GEËXTRAHEERDE TEKST.

□ □ □

Met een arthroscopie wordt een kijkoperatie in een gewricht bedoeld. De term arthroscopie is afkomstig uit de Griekse taal van de woorden scopie voor kijken en arthros voor gewricht. In eerste instantie werd met een arthroscopie een kijkoperatie in de knie bedoeld. Tegenwoordig doet men op diverse plaatsen waar zich gewrichten bevinden een arthroscopie.
Een arthroscopie kent een aantal voordelen boven een ‘gewone operatie’. Zo zijn de littekens kleiner, omdat men slechts een kleinere ingangsruimte nodig heeft. Daardoor is de opening in het slijmvlies van het desbetreffende gewricht ook kleiner, waardoor het herstel veel sneller zal zijn. Door de relatief kleine ingreep kan een arthroscopie dikwijls poliklinisch en onder lokale verdoving uitgevoerd worden. In sommige gevallen kan de patiënt zelfs meekijken op beeld naar het gewricht. De medische wereld groeit en verbeterd aldoor. Tegenwoordig kunnen bepaalde ingrepen dan ook tegelijk met de arthroscopie uitgevoerd worden, omdat de medische instrumenten ook steeds kleiner worden.

□ □ □

WAT TE DOEN.
- A) Schrijf het stuk uit de tekst over arthroscopie letterlijk over, van "Met een arthroscopie wordt" tot en met "bevinden een arthroscopie.".
- B) Waarom zijn de littekens bij een arthroscopie volgens de tekst over arthroscopie kleiner dan bij een gewone operatie?

Beschrijvingen van beeldgebieden in natuurlijke taal.
□ □ □

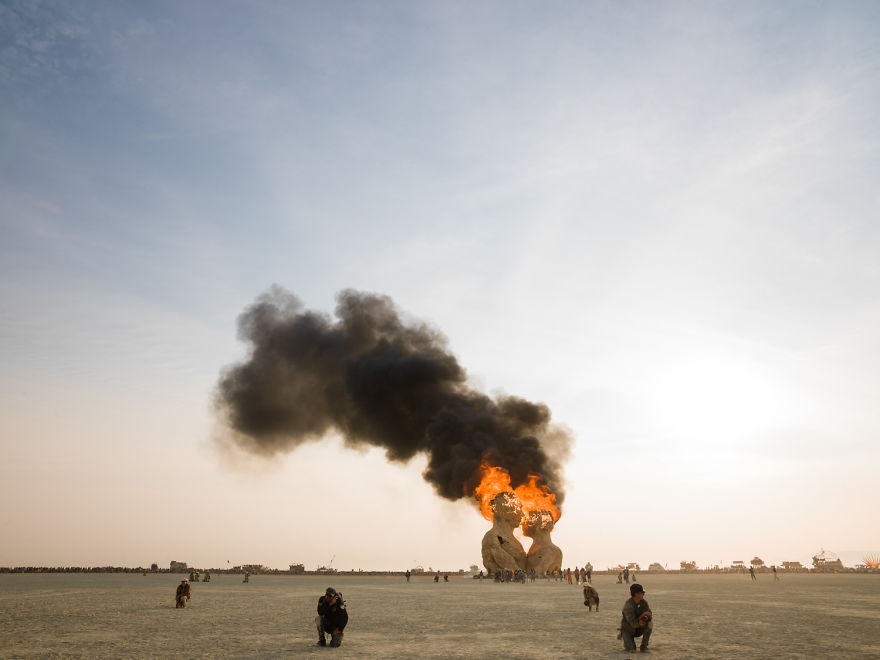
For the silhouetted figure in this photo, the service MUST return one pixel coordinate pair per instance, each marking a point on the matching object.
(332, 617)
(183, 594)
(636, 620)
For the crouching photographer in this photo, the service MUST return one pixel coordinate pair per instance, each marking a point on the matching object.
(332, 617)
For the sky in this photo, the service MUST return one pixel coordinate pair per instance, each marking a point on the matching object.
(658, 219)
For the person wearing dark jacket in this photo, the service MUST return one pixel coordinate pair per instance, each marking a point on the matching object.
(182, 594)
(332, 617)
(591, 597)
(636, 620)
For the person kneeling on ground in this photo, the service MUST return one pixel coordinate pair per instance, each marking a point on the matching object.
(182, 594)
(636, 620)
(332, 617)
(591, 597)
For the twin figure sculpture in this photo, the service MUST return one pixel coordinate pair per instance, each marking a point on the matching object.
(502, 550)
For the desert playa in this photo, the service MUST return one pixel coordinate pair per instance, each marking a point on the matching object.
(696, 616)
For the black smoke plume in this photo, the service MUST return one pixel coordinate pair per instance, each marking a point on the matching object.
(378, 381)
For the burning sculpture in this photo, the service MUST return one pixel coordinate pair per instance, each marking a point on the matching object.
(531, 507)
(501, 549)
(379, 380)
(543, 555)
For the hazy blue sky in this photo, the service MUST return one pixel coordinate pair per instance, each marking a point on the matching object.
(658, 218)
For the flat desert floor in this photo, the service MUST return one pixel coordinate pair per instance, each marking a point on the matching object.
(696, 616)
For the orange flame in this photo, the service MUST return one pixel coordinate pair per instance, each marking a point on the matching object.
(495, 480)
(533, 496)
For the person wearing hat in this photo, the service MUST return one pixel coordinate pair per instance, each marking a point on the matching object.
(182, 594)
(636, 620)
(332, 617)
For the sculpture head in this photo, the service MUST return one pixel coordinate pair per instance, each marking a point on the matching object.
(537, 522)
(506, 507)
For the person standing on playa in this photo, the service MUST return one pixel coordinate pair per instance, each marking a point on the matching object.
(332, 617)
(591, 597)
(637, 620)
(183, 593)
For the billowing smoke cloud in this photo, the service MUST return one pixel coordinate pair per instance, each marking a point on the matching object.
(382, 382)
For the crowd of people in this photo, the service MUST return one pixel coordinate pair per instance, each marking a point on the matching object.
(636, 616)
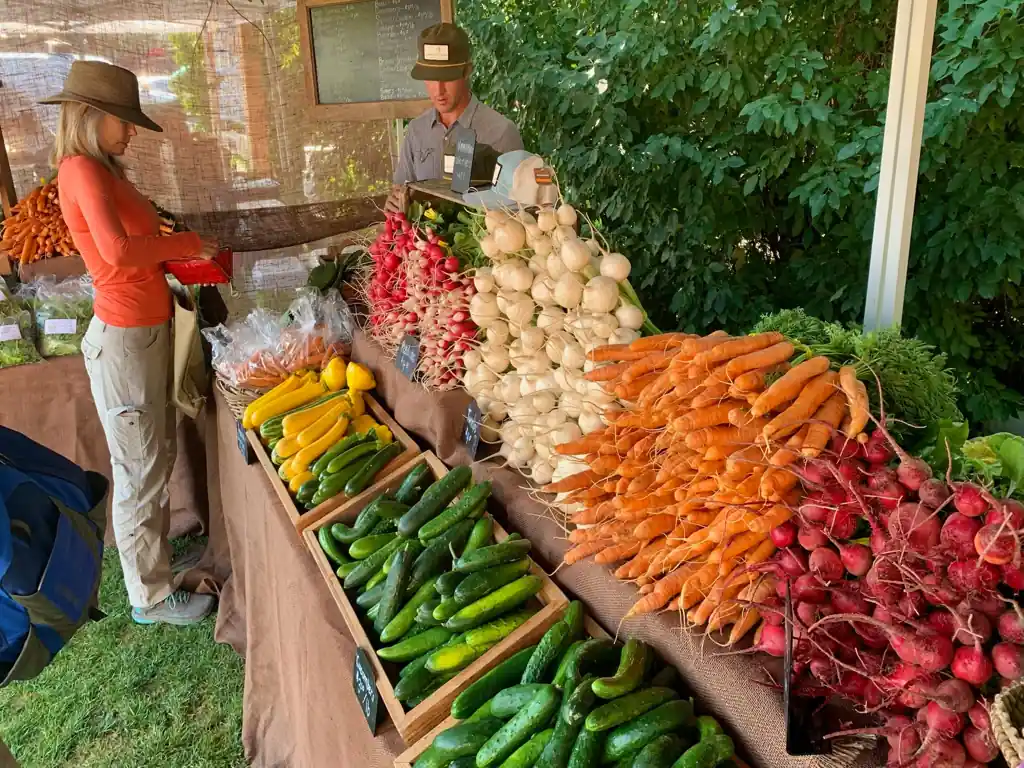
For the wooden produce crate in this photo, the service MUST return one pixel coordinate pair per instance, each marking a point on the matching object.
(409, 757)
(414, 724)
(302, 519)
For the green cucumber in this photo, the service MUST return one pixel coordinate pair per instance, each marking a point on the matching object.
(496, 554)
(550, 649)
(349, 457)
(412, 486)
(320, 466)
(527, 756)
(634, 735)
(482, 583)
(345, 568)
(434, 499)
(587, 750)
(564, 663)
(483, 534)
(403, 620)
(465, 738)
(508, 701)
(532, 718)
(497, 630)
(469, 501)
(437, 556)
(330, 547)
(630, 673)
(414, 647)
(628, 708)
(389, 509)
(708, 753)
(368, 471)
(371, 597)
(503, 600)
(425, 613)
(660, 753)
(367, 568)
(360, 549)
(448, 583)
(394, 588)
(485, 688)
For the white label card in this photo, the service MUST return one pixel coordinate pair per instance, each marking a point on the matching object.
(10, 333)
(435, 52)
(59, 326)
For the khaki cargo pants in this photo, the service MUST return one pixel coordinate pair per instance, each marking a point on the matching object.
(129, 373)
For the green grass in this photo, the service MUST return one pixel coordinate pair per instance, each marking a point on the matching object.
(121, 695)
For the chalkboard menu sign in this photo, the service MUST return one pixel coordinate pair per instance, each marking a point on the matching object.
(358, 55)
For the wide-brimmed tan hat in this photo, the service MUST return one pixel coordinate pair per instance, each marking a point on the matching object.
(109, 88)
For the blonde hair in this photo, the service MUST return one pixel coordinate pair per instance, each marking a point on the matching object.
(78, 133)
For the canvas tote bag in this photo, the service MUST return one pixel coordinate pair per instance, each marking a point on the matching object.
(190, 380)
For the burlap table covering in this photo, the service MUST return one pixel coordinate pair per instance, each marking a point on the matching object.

□ □ □

UITWERKINGEN.
- A)
Met een arthroscopie wordt een kijkoperatie in een gewricht bedoeld. De term arthroscopie is afkomstig uit de Griekse taal van de woorden scopie voor kijken en arthros voor gewricht. In eerste instantie werd met een arthroscopie een kijkoperatie in de knie bedoeld. Tegenwoordig doet men op diverse plaatsen waar zich gewrichten bevinden een arthroscopie.

- B) Omdat men slechts een kleinere ingangsruimte nodig heeft.